▸ INSTRUCTIONS TO FOLLOW
In the entries below, substitute "stone feature wall" for every "brick accent wall" and write them out again with nothing else changed.

▸ PROVIDED RECORDS
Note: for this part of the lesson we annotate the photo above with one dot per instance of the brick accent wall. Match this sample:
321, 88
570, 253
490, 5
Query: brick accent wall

▸ EXERCISE SOLUTION
Note: for this part of the lesson we annotate the photo above with one dot per instance of the stone feature wall. Match this sample:
321, 88
570, 253
490, 5
Query: stone feature wall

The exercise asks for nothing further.